═════ Texte de la page ═════

Le récit du naufrage de l'Erika

Réalisation Guillaume Rueda () - source SIRPA-Mer - photos Marine nationale

Parti de Dunkerque et à destination de Livourne en Italie, L'Erika, un pétrolier de 180 mètres de long chargé de 26000 mètres cubes de fioul lourd, avait déjà signalé le 11 décembre des difficultés (gîte anormale). Le capitaine avait toutefois indiqué qu'il contrôlait la situation. Les conditions météorologiques sur zone sont très mauvaises, avec un vent d'ouest force 8 à 9 et des creux de 6 mètres.

Le 12 décembre à 06h00 locales, le Centre Régional de Sauvetage et de Secours en mer d'Etel (CROSS Etel) reçoit un appel de détresse du tanker maltais Erika, signalant un grave problème de structure et demandant l'évacuation de ses 26 hommes d'équipage. Le navire se trouve à une trentaine de milles (50 kilomètres) de la pointe de Penmarc'h dans le Finistère. Dès réception du message de détresse, le CROSS, agissant pour le compte de l'amiral, préfet maritime de l'Atlantique a engagé des moyens nautiques et aériens. Un avion de patrouille maritime Atlantique de la base aéronavale de Lann-Bihoué et un hélicoptère Super Frelon de la base aéronavale de Lanvéoc-Poulmic décollent et se rendent sur zone. De même, les canots de la Société Nationale de Sauvetage en Mer (SNSM) de Saint-Guénolé et du Guilvinec appareillent. Le remorqueur de haute mer Abeille Flandre prépositionné en baie du Stiff, fait route vers la position et 3 navires marchands se déroutent.

═════

Consignes de l'exercice -
1 > Dans le récit du naufrage de l'Erika, combien d'hommes d'équipage l'appel de détresse demandait-il d'évacuer ?
2 > Reprenez le récit du naufrage de l'Erika juste après sa dernière phrase.

═════ Données fournies ═════

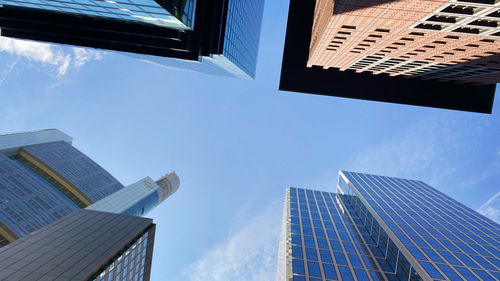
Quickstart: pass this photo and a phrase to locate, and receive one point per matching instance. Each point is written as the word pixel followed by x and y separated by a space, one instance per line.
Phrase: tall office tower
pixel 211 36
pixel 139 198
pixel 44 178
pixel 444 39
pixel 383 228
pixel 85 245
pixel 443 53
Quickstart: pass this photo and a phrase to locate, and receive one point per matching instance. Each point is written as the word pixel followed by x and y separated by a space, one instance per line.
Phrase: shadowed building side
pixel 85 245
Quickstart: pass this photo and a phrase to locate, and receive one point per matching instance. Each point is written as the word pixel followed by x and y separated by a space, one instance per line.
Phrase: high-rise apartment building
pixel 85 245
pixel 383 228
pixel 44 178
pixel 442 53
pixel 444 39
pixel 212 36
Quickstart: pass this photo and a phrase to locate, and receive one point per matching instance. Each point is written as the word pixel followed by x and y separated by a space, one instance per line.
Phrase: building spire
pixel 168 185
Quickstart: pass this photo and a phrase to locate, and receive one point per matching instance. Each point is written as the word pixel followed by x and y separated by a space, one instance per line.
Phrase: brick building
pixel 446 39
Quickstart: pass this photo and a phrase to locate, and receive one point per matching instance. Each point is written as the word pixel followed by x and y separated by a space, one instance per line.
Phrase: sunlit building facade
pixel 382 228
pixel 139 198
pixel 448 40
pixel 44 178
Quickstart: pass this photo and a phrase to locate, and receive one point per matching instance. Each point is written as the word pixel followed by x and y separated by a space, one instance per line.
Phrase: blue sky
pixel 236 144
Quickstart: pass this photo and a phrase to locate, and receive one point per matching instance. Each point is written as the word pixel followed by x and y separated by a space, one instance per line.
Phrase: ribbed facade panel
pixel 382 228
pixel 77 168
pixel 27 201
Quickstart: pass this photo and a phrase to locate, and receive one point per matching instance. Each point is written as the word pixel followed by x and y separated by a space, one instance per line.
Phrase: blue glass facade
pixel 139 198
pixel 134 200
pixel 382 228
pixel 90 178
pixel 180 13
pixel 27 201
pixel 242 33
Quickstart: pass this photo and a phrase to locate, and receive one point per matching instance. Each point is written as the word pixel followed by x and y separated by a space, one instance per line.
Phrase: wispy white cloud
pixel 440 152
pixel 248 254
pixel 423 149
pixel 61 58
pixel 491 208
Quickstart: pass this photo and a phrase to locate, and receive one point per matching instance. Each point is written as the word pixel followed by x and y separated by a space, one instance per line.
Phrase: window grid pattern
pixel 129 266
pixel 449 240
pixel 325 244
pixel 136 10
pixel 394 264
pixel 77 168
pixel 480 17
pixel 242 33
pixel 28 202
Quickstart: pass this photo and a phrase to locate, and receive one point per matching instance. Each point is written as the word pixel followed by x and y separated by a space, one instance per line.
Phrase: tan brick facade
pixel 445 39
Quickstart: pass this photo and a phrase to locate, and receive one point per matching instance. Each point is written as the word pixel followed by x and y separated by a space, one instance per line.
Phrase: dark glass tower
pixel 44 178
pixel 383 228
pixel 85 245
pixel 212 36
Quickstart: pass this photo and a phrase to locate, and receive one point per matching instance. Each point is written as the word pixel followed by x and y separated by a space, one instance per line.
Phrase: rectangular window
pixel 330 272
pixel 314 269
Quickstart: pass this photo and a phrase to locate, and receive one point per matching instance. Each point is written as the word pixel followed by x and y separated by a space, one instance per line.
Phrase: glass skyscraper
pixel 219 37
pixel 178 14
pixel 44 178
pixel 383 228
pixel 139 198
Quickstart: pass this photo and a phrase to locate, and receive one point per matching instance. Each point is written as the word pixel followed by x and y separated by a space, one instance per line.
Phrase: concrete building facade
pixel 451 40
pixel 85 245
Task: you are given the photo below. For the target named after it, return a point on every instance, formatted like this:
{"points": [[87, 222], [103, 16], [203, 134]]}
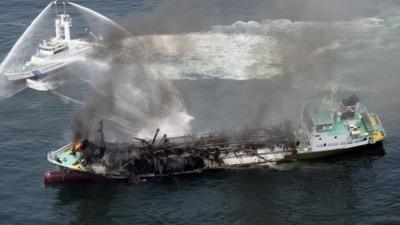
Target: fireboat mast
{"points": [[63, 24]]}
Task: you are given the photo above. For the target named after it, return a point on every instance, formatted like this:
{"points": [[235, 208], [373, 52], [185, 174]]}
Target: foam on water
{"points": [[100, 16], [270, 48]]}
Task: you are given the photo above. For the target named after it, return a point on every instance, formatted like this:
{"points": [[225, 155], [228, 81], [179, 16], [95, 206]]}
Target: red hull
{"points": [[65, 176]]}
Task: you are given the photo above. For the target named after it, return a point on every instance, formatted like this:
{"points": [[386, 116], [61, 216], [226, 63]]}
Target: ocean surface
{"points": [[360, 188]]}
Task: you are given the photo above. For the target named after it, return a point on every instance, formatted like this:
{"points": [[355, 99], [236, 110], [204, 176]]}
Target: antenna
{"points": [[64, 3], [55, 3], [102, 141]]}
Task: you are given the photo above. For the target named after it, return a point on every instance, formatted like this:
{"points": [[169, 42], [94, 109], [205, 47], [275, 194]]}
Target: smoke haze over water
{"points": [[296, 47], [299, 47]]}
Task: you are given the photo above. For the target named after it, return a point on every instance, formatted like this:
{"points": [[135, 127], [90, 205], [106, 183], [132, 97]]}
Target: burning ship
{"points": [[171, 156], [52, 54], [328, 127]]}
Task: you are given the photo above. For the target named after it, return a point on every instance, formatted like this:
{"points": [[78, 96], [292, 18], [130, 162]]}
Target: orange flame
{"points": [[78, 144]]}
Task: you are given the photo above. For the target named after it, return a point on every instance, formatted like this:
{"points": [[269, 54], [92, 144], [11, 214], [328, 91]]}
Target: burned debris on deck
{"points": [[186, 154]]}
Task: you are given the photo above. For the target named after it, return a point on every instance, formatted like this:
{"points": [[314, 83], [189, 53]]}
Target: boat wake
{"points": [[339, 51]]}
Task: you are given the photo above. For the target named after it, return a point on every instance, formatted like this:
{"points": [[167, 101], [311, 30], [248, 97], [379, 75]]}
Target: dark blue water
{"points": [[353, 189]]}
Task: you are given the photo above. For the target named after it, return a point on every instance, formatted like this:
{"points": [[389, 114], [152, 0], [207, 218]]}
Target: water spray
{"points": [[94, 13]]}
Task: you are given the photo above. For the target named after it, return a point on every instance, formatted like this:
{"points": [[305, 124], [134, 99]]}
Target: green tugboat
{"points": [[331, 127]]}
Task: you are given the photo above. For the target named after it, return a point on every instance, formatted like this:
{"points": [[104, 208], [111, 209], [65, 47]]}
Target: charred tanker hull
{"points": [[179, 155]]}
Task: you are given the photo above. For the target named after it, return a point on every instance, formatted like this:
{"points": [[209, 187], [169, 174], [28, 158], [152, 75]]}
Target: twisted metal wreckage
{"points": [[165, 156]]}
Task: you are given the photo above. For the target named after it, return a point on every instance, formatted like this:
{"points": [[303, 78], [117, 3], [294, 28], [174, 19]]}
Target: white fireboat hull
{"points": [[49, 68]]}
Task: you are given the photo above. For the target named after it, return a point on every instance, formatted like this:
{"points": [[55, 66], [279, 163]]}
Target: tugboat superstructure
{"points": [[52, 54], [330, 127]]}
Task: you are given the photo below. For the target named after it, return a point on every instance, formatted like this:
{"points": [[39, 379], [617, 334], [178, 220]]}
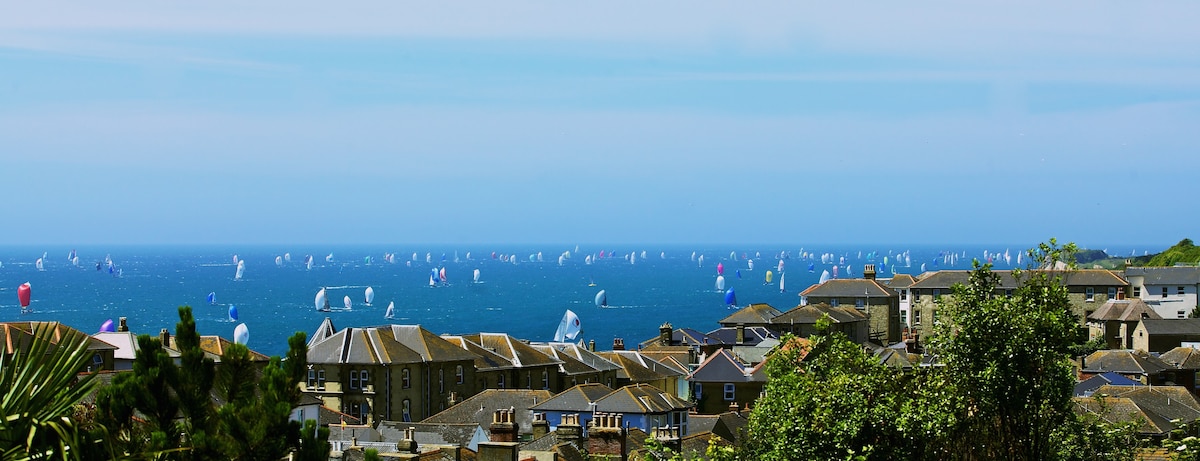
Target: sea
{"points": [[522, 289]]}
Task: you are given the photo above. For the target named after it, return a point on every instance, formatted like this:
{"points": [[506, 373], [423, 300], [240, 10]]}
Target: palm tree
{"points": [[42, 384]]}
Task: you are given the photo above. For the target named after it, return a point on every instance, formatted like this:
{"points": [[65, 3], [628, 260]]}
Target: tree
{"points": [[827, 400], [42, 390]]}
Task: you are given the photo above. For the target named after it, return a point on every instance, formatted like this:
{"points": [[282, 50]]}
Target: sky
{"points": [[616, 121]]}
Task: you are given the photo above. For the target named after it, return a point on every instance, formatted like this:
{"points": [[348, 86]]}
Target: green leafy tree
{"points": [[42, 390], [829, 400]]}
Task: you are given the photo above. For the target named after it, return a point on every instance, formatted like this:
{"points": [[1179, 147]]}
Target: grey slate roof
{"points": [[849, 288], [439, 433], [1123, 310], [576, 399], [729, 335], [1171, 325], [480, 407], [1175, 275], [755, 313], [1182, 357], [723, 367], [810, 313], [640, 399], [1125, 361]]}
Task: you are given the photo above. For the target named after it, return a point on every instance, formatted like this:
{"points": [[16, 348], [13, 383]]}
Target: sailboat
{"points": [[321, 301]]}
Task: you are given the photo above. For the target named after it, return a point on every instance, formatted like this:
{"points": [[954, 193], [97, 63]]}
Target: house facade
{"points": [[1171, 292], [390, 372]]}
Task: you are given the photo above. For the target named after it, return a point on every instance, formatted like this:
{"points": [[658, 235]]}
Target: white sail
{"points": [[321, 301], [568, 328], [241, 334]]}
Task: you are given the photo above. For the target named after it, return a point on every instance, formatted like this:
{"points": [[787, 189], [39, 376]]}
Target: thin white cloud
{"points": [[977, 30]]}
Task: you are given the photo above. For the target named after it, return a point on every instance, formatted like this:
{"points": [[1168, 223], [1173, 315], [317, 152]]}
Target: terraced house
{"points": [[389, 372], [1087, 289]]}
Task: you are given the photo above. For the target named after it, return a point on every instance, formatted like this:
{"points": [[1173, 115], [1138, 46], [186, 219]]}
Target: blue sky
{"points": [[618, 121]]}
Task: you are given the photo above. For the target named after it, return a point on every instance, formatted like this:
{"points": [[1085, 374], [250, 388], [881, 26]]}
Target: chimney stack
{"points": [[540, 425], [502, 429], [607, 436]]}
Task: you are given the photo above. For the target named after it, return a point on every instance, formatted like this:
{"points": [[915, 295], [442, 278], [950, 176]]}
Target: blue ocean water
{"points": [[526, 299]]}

═════

Réponses par tâche -
1 > 26 hommes.

2 >
6h30 : nouveau message : fissure énorme sur la coque et forte gîte tribord signale le commandant du tanker.

7h37 : décollage du Super Frelon de l'Enseigne de vaisseau Philippe Duperron de la Flotille 32F de la base de Lanvéoc (Finistère).

A 08h11 : le Super Frelon hélitreuille une première équipe de 5 personnes qu'il dépose à 09 heures sur la base aéronavale de Lanvéoc-Poulmic.

Entre-temps (08h15), le navire s'est brisé en deux tronçons. Quant au reste de l'équipage, soit 21 personnes, une partie est restée sur la partie arrière de la coque, l'autre a pris place dans une chaloupe de sauvetage du navire. L'évacuation se poursuit par hélitreuillage, avec le concours d'un hélicoptère Lynx et d'un hélicoptère Super Frelon de la Marine nationale. Deux hélicoptères Sea King de la Royal Navy participent également aux opérations.

A 11h00, le dernier membre d'équipage est hélitreuillé. Les rescapés ont été déposés sur les bases aéronavales de Lanvéoc-Poulmic et de Lann-Bihoué et en partie sur la pointe de Penmarc'h où leur accueil est assuré par les Sapeurs pompiers de Saint Guénolé. A l'issue de l'opération de sauvetage, les deux morceaux du tanker flottent toujours. Le préfet maritime décide de les faire remorquer vers le large en vue d'un pompage de la cargaison encore contenue dans leurs flancs, de 5000 à 7000 tonnes de fioul lourd s'étant déjà échappés lors du naufrage.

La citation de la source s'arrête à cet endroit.